**WORK REQUIRED:** Copy out each line of the records below that contains the string "positive". Letter case counts when matching.

**Collected data entries:**
=== Begin Enclosure ===

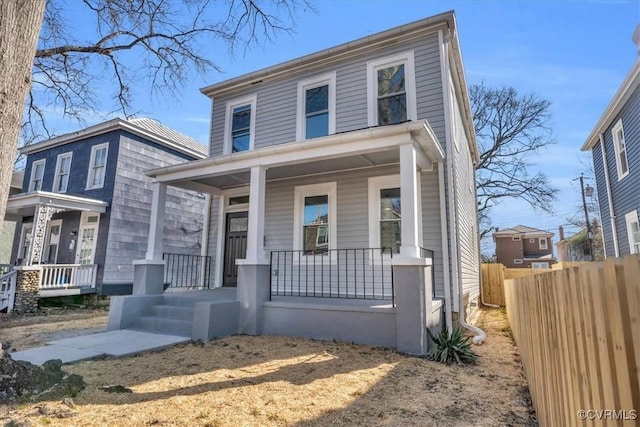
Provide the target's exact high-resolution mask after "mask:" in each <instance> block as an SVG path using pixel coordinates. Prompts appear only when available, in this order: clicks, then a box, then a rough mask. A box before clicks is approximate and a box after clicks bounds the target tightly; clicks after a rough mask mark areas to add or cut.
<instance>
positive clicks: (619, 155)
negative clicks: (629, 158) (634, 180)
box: [611, 119, 629, 181]
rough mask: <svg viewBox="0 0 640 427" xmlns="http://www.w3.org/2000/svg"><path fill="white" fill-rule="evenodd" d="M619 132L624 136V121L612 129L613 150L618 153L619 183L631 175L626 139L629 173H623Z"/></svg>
mask: <svg viewBox="0 0 640 427" xmlns="http://www.w3.org/2000/svg"><path fill="white" fill-rule="evenodd" d="M618 131H622V133H623V134H624V128H623V127H622V119H619V120H618V122H617V123H616V124H615V125H614V126H613V128H612V129H611V136H612V138H613V148H614V150H615V153H616V170H617V171H618V181H620V180H621V179H622V178H624V177H626V176H627V175H629V151H628V150H627V141H626V138H625V141H624V147H625V148H624V154H625V159H626V161H627V171H626V172H624V173H623V172H622V164H621V160H620V147H619V144H618V138H617V134H618Z"/></svg>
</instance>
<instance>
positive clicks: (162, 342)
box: [9, 329, 191, 365]
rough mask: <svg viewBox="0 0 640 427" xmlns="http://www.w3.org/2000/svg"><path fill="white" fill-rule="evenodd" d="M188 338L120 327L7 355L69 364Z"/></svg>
mask: <svg viewBox="0 0 640 427" xmlns="http://www.w3.org/2000/svg"><path fill="white" fill-rule="evenodd" d="M190 340H191V339H190V338H188V337H181V336H176V335H162V334H152V333H149V332H141V331H133V330H129V329H121V330H117V331H109V332H101V333H97V334H90V335H82V336H76V337H72V338H64V339H59V340H54V341H49V342H47V345H46V346H44V347H36V348H32V349H29V350H23V351H16V352H13V353H9V354H10V355H11V358H12V359H13V360H23V361H26V362H30V363H33V364H34V365H42V364H43V363H44V362H46V361H47V360H51V359H60V360H62V363H71V362H77V361H79V360H88V359H94V358H96V357H103V356H113V357H122V356H130V355H133V354H138V353H142V352H145V351H150V350H160V349H163V348H166V347H171V346H173V345H176V344H180V343H184V342H187V341H190Z"/></svg>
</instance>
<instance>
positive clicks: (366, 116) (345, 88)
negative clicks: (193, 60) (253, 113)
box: [209, 33, 445, 157]
mask: <svg viewBox="0 0 640 427" xmlns="http://www.w3.org/2000/svg"><path fill="white" fill-rule="evenodd" d="M438 46H439V45H438V37H437V33H434V34H432V35H429V36H428V37H425V38H422V39H418V40H415V41H412V42H410V43H404V44H400V45H396V46H392V47H387V48H385V49H380V50H378V51H376V52H373V53H369V54H367V55H354V56H352V57H350V58H348V59H346V60H342V61H340V62H337V63H334V64H331V65H330V66H325V67H321V66H318V67H317V68H315V69H313V70H310V71H307V72H304V73H298V74H297V75H293V76H287V77H285V78H282V79H280V80H277V81H269V82H266V83H257V84H255V85H254V86H253V87H252V88H251V90H245V91H243V92H238V93H234V94H232V95H225V96H221V97H216V98H215V100H214V104H215V107H214V108H213V114H212V121H211V136H210V138H211V139H210V144H209V146H210V156H212V157H215V156H219V155H221V154H222V153H223V146H224V129H225V115H226V105H227V102H228V101H231V100H233V99H236V98H242V97H245V96H249V95H252V94H256V95H257V105H256V129H255V148H261V147H267V146H271V145H276V144H283V143H288V142H294V141H295V137H296V112H297V105H296V103H297V83H298V82H299V81H302V80H305V79H308V78H312V77H314V76H321V75H324V74H327V73H330V72H336V132H337V133H341V132H349V131H353V130H357V129H363V128H366V127H367V126H368V122H367V90H368V88H367V61H370V60H374V59H380V58H384V57H386V56H391V55H394V54H397V53H400V52H405V51H408V50H413V51H414V59H415V67H416V92H417V94H416V95H417V100H416V101H417V112H418V118H419V119H420V120H428V121H429V123H430V124H431V126H432V127H433V129H434V131H435V132H436V135H437V136H438V138H439V139H440V140H441V141H444V140H445V138H444V113H443V109H442V88H441V78H440V62H439V48H438Z"/></svg>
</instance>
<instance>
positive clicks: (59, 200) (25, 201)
mask: <svg viewBox="0 0 640 427" xmlns="http://www.w3.org/2000/svg"><path fill="white" fill-rule="evenodd" d="M37 206H50V207H53V208H57V209H61V210H65V211H87V212H97V213H103V212H104V211H105V210H106V209H107V206H109V204H108V203H107V202H104V201H102V200H97V199H90V198H88V197H80V196H73V195H70V194H63V193H51V192H48V191H34V192H31V193H21V194H14V195H12V196H9V198H8V199H7V212H6V214H5V218H6V219H17V218H22V217H25V216H32V215H34V213H35V209H36V207H37Z"/></svg>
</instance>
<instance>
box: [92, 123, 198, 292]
mask: <svg viewBox="0 0 640 427" xmlns="http://www.w3.org/2000/svg"><path fill="white" fill-rule="evenodd" d="M182 162H184V156H182V155H177V154H176V153H172V152H169V150H166V149H162V148H161V147H160V146H158V145H156V144H149V142H148V141H145V140H143V139H141V138H138V137H135V136H134V135H131V134H128V133H123V134H122V136H121V139H120V150H119V155H118V159H117V166H118V167H117V170H116V173H115V179H114V189H113V201H112V204H111V206H110V221H109V224H108V226H109V230H108V239H104V240H102V241H101V244H102V245H103V248H104V253H105V256H104V265H105V268H104V286H105V288H106V287H107V286H109V285H116V284H123V283H124V284H131V283H132V281H133V265H132V264H131V261H132V260H136V259H143V258H144V257H145V253H146V250H147V238H148V235H149V223H150V218H151V199H152V195H153V190H152V186H151V178H149V177H147V176H146V175H144V172H145V171H146V170H149V169H153V168H159V167H163V166H167V165H172V164H177V163H182ZM203 216H204V196H203V195H201V194H200V193H196V192H192V191H187V190H180V189H176V188H173V187H168V189H167V199H166V207H165V227H164V240H163V251H164V252H172V253H175V252H177V253H181V254H191V255H200V244H201V236H202V227H203V224H202V221H203ZM100 226H101V228H102V219H101V224H100ZM105 292H106V290H105Z"/></svg>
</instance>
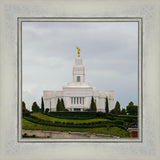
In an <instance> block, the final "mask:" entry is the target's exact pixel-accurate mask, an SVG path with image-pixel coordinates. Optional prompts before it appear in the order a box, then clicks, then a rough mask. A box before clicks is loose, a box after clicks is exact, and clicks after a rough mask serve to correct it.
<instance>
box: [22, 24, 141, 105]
mask: <svg viewBox="0 0 160 160" xmlns="http://www.w3.org/2000/svg"><path fill="white" fill-rule="evenodd" d="M137 32H138V26H137V23H133V22H132V23H131V22H122V23H120V22H115V23H114V22H111V23H109V22H105V23H104V22H103V23H97V22H96V23H92V22H90V23H86V22H85V23H82V22H81V23H69V22H67V23H66V22H59V23H56V22H41V23H40V22H25V23H23V33H22V37H23V48H22V49H23V98H24V100H25V101H26V103H27V104H28V106H31V104H32V102H33V101H35V100H36V101H38V103H39V104H40V97H41V96H42V94H43V90H47V89H50V90H60V89H61V87H62V86H63V85H65V84H67V82H70V81H72V67H73V65H74V59H75V57H76V46H80V47H81V56H82V57H83V62H84V65H85V68H86V80H88V81H89V82H90V83H91V84H92V85H95V86H96V88H97V89H98V90H107V89H109V90H114V91H115V101H116V100H119V102H120V103H121V104H122V106H123V107H124V106H125V105H127V104H128V103H129V101H131V100H133V101H134V102H135V103H137V100H138V98H137V96H138V95H137V76H138V73H137V71H138V69H137V66H138V65H137V64H138V63H137V55H138V52H137V50H138V49H137V48H138V46H137V44H138V41H137V40H138V37H137Z"/></svg>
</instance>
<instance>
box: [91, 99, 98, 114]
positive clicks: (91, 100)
mask: <svg viewBox="0 0 160 160" xmlns="http://www.w3.org/2000/svg"><path fill="white" fill-rule="evenodd" d="M90 111H91V112H96V111H97V108H96V103H95V102H94V99H93V97H92V99H91V105H90Z"/></svg>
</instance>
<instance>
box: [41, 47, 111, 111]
mask: <svg viewBox="0 0 160 160" xmlns="http://www.w3.org/2000/svg"><path fill="white" fill-rule="evenodd" d="M77 49H78V56H77V57H76V59H75V65H74V67H73V82H70V83H68V84H67V85H66V86H63V87H62V90H61V91H54V90H51V91H43V99H44V108H45V109H46V108H48V109H49V111H51V112H52V111H56V106H57V101H58V98H59V99H61V98H63V101H64V105H65V108H66V109H68V110H69V111H85V110H86V109H89V108H90V104H91V98H92V97H93V98H94V100H95V103H96V108H97V111H102V112H105V107H106V103H108V108H109V111H110V110H112V109H113V101H114V97H113V91H98V90H96V88H95V87H94V86H90V84H89V83H88V82H85V67H84V66H83V63H82V58H81V57H80V48H77Z"/></svg>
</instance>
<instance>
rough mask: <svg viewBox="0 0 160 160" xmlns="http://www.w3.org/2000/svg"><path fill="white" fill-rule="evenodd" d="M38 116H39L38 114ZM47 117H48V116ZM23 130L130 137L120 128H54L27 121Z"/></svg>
mask: <svg viewBox="0 0 160 160" xmlns="http://www.w3.org/2000/svg"><path fill="white" fill-rule="evenodd" d="M36 115H37V116H38V115H39V114H37V113H36ZM39 116H41V115H39ZM43 116H45V115H43ZM46 117H48V116H46ZM46 117H45V118H46ZM39 118H42V117H39ZM49 118H52V117H49ZM55 119H57V118H55ZM63 120H64V119H63ZM77 121H78V122H79V121H82V120H77ZM85 121H86V120H85ZM68 122H69V121H68ZM22 128H23V129H26V130H46V131H72V132H88V133H98V134H107V135H114V136H118V137H121V138H125V137H129V132H127V131H126V130H123V129H120V128H118V127H111V128H107V127H101V128H67V127H54V126H45V125H40V124H36V123H32V122H30V121H27V120H25V119H22Z"/></svg>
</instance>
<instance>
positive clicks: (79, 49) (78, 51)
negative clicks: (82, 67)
mask: <svg viewBox="0 0 160 160" xmlns="http://www.w3.org/2000/svg"><path fill="white" fill-rule="evenodd" d="M77 50H78V57H80V48H79V47H77Z"/></svg>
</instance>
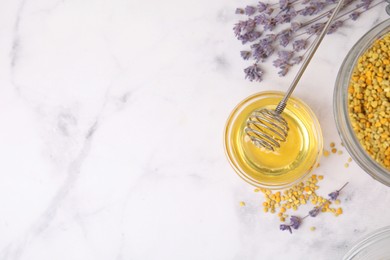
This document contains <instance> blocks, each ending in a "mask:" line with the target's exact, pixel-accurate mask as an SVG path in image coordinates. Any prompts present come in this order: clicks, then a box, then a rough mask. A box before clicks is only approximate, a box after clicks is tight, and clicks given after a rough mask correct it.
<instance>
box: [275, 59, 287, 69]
mask: <svg viewBox="0 0 390 260" xmlns="http://www.w3.org/2000/svg"><path fill="white" fill-rule="evenodd" d="M272 65H274V67H275V68H282V67H283V66H286V61H284V60H282V59H276V60H274V61H272Z"/></svg>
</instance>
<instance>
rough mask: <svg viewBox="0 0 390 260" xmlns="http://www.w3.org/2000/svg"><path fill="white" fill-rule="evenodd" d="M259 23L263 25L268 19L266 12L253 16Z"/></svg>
mask: <svg viewBox="0 0 390 260" xmlns="http://www.w3.org/2000/svg"><path fill="white" fill-rule="evenodd" d="M253 19H254V20H255V22H256V24H258V25H263V24H264V23H265V21H266V20H267V19H268V17H267V15H266V14H259V15H256V16H255V18H253Z"/></svg>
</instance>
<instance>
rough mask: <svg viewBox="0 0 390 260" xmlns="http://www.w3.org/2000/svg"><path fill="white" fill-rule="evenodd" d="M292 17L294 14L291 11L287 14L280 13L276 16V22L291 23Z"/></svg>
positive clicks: (275, 17) (275, 20)
mask: <svg viewBox="0 0 390 260" xmlns="http://www.w3.org/2000/svg"><path fill="white" fill-rule="evenodd" d="M291 18H292V15H291V14H289V13H286V14H282V13H280V14H278V15H277V16H276V17H275V23H276V24H283V23H289V22H290V21H291Z"/></svg>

=== End Enclosure ===

**COMPLETED TASK:**
positive clicks: (619, 155)
positive clicks: (162, 342)
positive clicks: (366, 116) (345, 88)
positive clicks: (59, 200) (25, 201)
positive clicks: (91, 100)
positive clicks: (79, 49) (78, 51)
positive clicks: (275, 17) (275, 20)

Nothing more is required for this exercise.